TRY IT
Retype each entry exactly as written, and keep the pictures out of the copy.

DATA TO EXAMINE
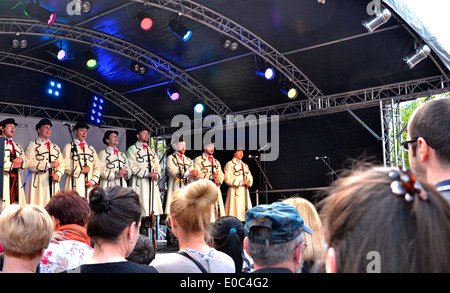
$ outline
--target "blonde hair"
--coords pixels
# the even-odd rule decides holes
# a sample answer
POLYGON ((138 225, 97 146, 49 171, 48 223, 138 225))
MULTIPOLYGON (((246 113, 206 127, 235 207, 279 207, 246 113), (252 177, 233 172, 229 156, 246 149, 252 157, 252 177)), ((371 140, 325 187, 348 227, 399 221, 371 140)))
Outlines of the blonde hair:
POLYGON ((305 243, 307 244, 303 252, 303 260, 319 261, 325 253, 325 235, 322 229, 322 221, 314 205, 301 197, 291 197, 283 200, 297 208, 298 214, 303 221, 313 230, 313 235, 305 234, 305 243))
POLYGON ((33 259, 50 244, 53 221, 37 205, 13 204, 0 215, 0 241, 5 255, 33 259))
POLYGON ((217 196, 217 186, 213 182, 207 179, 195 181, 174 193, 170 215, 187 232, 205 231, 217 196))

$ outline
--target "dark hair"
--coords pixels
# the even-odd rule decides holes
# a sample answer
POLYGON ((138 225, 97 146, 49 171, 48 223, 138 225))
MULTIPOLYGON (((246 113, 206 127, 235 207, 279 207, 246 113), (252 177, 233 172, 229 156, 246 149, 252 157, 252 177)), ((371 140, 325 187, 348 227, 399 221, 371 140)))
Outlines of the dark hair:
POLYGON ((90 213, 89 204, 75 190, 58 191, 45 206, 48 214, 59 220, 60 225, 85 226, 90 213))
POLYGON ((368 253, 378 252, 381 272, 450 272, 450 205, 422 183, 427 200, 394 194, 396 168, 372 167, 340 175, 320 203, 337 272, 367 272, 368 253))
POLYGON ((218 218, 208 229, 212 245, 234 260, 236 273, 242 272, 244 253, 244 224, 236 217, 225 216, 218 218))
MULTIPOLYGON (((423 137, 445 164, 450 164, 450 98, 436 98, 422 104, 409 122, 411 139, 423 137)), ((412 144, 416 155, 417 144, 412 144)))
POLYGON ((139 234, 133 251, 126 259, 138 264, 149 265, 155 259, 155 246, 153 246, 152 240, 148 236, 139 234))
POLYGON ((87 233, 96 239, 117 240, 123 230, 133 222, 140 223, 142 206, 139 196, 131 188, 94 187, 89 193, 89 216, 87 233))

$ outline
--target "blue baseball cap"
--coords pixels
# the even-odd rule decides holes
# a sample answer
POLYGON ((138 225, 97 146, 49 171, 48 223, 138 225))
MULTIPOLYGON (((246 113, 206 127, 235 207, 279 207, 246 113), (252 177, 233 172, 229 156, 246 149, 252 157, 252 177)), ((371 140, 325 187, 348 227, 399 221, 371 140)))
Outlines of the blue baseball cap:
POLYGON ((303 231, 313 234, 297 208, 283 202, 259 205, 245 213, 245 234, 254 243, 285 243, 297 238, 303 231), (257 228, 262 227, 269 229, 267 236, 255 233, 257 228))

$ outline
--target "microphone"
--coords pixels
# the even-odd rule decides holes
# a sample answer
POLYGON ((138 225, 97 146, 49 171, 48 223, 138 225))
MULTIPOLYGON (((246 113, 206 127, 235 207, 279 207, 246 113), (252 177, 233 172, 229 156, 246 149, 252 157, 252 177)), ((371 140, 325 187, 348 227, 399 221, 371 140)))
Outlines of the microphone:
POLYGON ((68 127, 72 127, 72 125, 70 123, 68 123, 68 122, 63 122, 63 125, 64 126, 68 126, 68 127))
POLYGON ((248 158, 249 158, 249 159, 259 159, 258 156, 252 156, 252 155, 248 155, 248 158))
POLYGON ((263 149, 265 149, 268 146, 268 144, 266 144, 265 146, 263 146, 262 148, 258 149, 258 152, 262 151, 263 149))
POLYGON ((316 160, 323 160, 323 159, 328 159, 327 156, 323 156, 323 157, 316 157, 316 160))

EXPECTED OUTPUT
$ outline
--target "blonde hair"
--coords pixels
# the even-odd rule decides holes
# a sample answer
POLYGON ((138 225, 97 146, 49 171, 48 223, 138 225))
MULTIPOLYGON (((246 113, 206 127, 235 207, 279 207, 246 113), (252 177, 233 172, 229 156, 246 149, 252 157, 252 177)), ((371 140, 325 187, 348 227, 399 221, 371 140)))
Outlines of the blonde hair:
POLYGON ((305 243, 307 244, 303 252, 303 260, 319 261, 325 253, 325 235, 322 229, 322 221, 314 205, 301 197, 291 197, 283 200, 297 208, 298 214, 303 221, 313 230, 313 235, 305 234, 305 243))
POLYGON ((33 259, 50 244, 53 221, 37 205, 13 204, 0 215, 0 241, 5 255, 33 259))
POLYGON ((217 196, 217 186, 213 182, 207 179, 195 181, 174 193, 170 215, 187 232, 205 231, 217 196))

$ outline
--target "dark hair"
--coords pixels
# the even-odd rule decides holes
# a sample answer
POLYGON ((138 225, 97 146, 49 171, 48 223, 138 225))
MULTIPOLYGON (((246 113, 206 127, 235 207, 279 207, 246 113), (252 177, 233 172, 229 156, 246 149, 252 157, 252 177)), ((371 140, 325 187, 348 227, 399 221, 371 140)))
Outlines of the dark hair:
POLYGON ((90 213, 89 204, 75 190, 58 191, 45 206, 48 214, 59 220, 60 225, 85 226, 90 213))
POLYGON ((368 253, 378 252, 381 272, 450 272, 450 205, 422 183, 427 200, 394 194, 396 168, 372 167, 340 175, 320 203, 337 272, 367 272, 368 253))
POLYGON ((218 218, 208 229, 212 245, 234 260, 236 273, 242 272, 244 253, 244 224, 236 217, 225 216, 218 218))
MULTIPOLYGON (((423 137, 445 164, 450 164, 450 98, 436 98, 422 104, 409 122, 411 139, 423 137)), ((412 144, 416 155, 417 144, 412 144)))
POLYGON ((139 234, 133 251, 126 259, 138 264, 149 265, 155 259, 155 246, 153 246, 152 240, 148 236, 139 234))
POLYGON ((87 233, 96 239, 117 240, 123 230, 133 222, 140 223, 142 206, 139 196, 131 188, 94 187, 89 193, 89 216, 87 233))

$ outline
--target "blue baseball cap"
--coords pixels
# the even-odd rule decides holes
# a sample answer
POLYGON ((138 225, 97 146, 49 171, 48 223, 138 225))
MULTIPOLYGON (((246 113, 206 127, 235 207, 279 207, 246 113), (252 177, 233 172, 229 156, 246 149, 252 157, 252 177)), ((371 140, 325 187, 348 227, 399 221, 371 140)))
Outlines of the blue baseball cap:
POLYGON ((303 231, 313 234, 297 208, 283 202, 259 205, 245 213, 245 234, 254 243, 285 243, 297 238, 303 231), (257 228, 262 227, 269 229, 267 236, 255 233, 257 228))

$ outline
--target "microphone"
--coords pixels
# the even-odd rule decides holes
# a sample answer
POLYGON ((138 225, 97 146, 49 171, 48 223, 138 225))
MULTIPOLYGON (((246 113, 206 127, 235 207, 279 207, 246 113), (252 177, 233 172, 229 156, 246 149, 252 157, 252 177)), ((371 140, 325 187, 348 227, 399 221, 371 140)))
Outlines of the microphone:
POLYGON ((68 127, 72 127, 72 125, 70 123, 68 123, 68 122, 63 122, 63 125, 64 126, 68 126, 68 127))
POLYGON ((248 158, 249 158, 249 159, 259 159, 258 156, 252 156, 252 155, 248 155, 248 158))
POLYGON ((263 149, 265 149, 268 146, 268 144, 266 144, 265 146, 263 146, 262 148, 258 149, 258 152, 262 151, 263 149))
POLYGON ((316 160, 323 160, 323 159, 328 159, 327 156, 323 156, 323 157, 316 157, 316 160))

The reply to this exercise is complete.